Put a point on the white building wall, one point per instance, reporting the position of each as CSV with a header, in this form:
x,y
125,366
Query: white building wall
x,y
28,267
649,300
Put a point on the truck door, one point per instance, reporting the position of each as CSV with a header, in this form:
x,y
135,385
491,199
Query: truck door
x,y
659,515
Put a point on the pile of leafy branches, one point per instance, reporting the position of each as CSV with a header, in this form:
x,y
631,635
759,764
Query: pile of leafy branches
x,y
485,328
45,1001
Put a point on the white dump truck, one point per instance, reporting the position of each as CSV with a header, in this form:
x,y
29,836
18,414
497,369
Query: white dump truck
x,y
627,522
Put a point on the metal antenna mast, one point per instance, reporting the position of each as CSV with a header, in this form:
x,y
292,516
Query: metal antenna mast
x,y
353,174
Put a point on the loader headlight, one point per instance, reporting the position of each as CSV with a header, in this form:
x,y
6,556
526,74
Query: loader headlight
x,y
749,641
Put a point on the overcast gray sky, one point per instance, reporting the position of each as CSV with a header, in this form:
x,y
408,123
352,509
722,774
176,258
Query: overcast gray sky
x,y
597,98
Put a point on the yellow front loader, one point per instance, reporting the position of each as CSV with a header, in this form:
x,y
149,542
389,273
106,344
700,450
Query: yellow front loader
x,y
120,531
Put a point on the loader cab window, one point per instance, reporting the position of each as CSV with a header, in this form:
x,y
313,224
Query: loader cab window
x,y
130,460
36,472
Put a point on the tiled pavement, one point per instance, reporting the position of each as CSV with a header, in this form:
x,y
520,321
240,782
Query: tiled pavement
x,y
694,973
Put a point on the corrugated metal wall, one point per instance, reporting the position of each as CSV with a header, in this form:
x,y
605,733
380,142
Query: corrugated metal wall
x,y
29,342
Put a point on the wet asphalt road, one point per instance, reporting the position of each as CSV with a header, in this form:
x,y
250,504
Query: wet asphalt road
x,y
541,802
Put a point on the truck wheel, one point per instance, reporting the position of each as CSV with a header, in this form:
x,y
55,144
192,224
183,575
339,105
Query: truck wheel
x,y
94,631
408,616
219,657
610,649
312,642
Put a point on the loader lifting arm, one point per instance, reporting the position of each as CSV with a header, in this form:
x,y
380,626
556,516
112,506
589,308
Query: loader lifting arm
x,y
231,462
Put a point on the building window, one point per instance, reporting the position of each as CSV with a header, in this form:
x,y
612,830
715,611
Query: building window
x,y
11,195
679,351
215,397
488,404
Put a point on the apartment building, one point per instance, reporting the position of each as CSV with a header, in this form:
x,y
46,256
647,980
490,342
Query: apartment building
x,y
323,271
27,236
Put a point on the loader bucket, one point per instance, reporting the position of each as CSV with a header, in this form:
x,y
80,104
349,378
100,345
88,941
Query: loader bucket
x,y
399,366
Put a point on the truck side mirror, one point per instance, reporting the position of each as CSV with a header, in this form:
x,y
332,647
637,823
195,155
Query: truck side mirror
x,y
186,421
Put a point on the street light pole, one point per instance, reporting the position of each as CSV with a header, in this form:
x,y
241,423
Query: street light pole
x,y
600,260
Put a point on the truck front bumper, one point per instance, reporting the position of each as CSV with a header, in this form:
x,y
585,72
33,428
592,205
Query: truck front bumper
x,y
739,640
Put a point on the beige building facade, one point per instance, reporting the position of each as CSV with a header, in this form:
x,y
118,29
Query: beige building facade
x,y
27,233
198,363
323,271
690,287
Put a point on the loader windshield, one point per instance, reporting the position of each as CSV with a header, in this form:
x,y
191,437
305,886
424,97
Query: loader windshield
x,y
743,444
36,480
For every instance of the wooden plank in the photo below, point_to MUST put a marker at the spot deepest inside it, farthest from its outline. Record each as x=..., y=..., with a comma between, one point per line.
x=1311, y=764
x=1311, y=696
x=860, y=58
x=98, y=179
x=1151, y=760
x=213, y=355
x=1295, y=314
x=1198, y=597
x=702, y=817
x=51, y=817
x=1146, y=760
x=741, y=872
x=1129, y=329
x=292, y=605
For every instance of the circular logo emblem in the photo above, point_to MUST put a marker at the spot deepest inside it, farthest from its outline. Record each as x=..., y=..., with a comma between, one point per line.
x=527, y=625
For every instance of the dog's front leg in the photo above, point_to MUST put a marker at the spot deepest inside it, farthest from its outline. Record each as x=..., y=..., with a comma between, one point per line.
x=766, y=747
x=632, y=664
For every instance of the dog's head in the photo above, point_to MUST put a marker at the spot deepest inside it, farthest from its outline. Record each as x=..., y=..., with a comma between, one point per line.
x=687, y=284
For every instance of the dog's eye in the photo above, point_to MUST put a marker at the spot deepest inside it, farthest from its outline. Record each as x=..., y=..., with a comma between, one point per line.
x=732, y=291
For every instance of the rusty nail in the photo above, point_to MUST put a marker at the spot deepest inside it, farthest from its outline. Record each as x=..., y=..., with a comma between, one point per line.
====================
Set the entries above down once more, exactly as they stand.

Put a point on the white building wall, one point per instance, reporting the position of each as CSV with a header, in this form:
x,y
125,366
Query: white building wall
x,y
28,267
649,300
Put a point on the truck door, one point per instance, reporting the position of each as CSV with a header, in this form:
x,y
135,385
491,199
Query: truck door
x,y
659,515
Put a point on the pile of leafy branches, one point per instance, reporting the position of each as CSV with a header, in this form:
x,y
631,635
759,764
Query: pile of leafy branches
x,y
485,328
45,1001
Put a point on the white dump truck, one point per instance, reporting the position of each as CSV with a header, in this form:
x,y
29,836
18,414
497,369
Query: white dump truck
x,y
627,522
Put a point on the metal antenna mast, one point per instance, reporting the position of each as CSV with a header, in this form:
x,y
292,516
Query: metal antenna mast
x,y
353,174
Put a point on the loader headlight, one point per instance, reporting the position of each as CSV with a header, in this form:
x,y
6,556
526,74
Query: loader headlight
x,y
749,641
Put a point on the overcast gray sky, one point per instance, reporting the position of each as CSV with a header, in this form:
x,y
408,123
352,509
722,774
176,258
Query: overcast gray sky
x,y
597,98
Put a point on the yellow front loader, one point per instance, reporting the position of each as CSV with a header, in this form:
x,y
149,542
389,273
106,344
700,450
Query: yellow front loader
x,y
120,531
Put a point on the loader cab window, one point per instance, reporting the position of each as CSV with a header, in this form:
x,y
313,224
Query: loader cab window
x,y
130,460
36,472
Put a point on the tiled pavement, one point per instance, reporting the position of each as CSV with a header, in this form:
x,y
520,321
240,782
Query: tiled pavement
x,y
694,973
Put a point on the corrugated metal wall, one point per instance, reporting the position of each as CSV with a header, in this form:
x,y
605,733
380,142
Query: corrugated metal wall
x,y
29,342
Put a point on the wet asphalt road, one point per instance, reporting the position of each as CSV with a header, in this form:
x,y
250,504
Query: wet asphalt road
x,y
541,802
Put a point on the truck wheel, one point per instance, reporting the position of each as CSV with a header, in this form:
x,y
55,144
192,224
183,575
339,105
Query: truck wheel
x,y
94,631
408,616
219,657
610,649
312,642
Put a point on the loader lifting arm, one point per instance, reporting the position of each as CSV with a header, in this form:
x,y
380,626
556,516
112,506
589,308
Query: loader lifting arm
x,y
231,462
Put a point on the building window, one point per instance, reporting the position of each as CSV with a header, in this form:
x,y
612,830
715,611
Query: building window
x,y
11,195
679,351
215,397
488,404
Put a point on the apartment building, one point per instance, reporting the position of each as CSV with a header, in this form:
x,y
46,256
647,980
490,342
Query: apartment building
x,y
323,271
27,236
Put a point on the loader bucket, one point per instance, reporting the position of each as CSV with a header, in this form:
x,y
80,104
349,378
100,345
88,941
Query: loader bucket
x,y
399,366
Put a point on the truck side mirror, one point per instance, reporting the position of each as CSV with a header, in this form:
x,y
332,647
637,823
195,155
Query: truck side mirror
x,y
186,421
Put a point on the street light pole, one point per instance, reporting the position of each as CSV with a header, in this form:
x,y
241,423
Query: street light pole
x,y
600,260
Put a point on the truck front bumper, one point per instance, reporting the position of each as CSV with a header, in this form:
x,y
585,72
33,428
592,205
Query: truck front bumper
x,y
739,640
Put a point on the beige building facade, one point per instance, reporting the position of each as CSV with a header, in this form:
x,y
118,29
Query: beige building facade
x,y
27,233
198,363
323,271
690,287
Put a point on the loader windshield, one point per instance, reporting the position of each as CSV with a header, in this form:
x,y
191,437
305,886
424,97
Query: loader windshield
x,y
743,444
36,480
For every instance of the wooden plank in the photo below, point_to MUST put a marker at the spot deepest inside it, farthest from its outline. Record each as x=..., y=..., with a comma between, one point per line.
x=1311, y=764
x=1311, y=696
x=860, y=58
x=98, y=179
x=1151, y=760
x=213, y=355
x=1295, y=314
x=1198, y=597
x=702, y=817
x=51, y=817
x=1146, y=760
x=741, y=872
x=1129, y=329
x=292, y=605
For every instance of the circular logo emblem in the photo above, point_to MUST put a marker at the spot deepest inside it, farthest from its outline. Record each as x=..., y=..., with a comma between, one point per line.
x=527, y=625
For every instance of the dog's front leg in the photo above, point_to MUST put a marker at the spot deepest inside it, farthest from its outline. Record each as x=..., y=..., with a comma between, one point per line.
x=766, y=747
x=632, y=664
For every instance of the dog's head in the photo above, point_to MUST put a marker at the spot deepest inside it, farthest from its outline. Record each as x=..., y=..., with a comma between, one point per line.
x=687, y=284
For every instance of the dog's eye in the photo above, point_to MUST put a marker at the spot deepest inside it, farthest from its outline. Record each as x=..., y=..., with a comma between, one point per line.
x=732, y=291
For every instance of the rusty nail in the photo above, point_to MUST put a marker at the spot deepest inside it, farthest from its outline. Record each as x=..., y=..., with a comma between, one point per line.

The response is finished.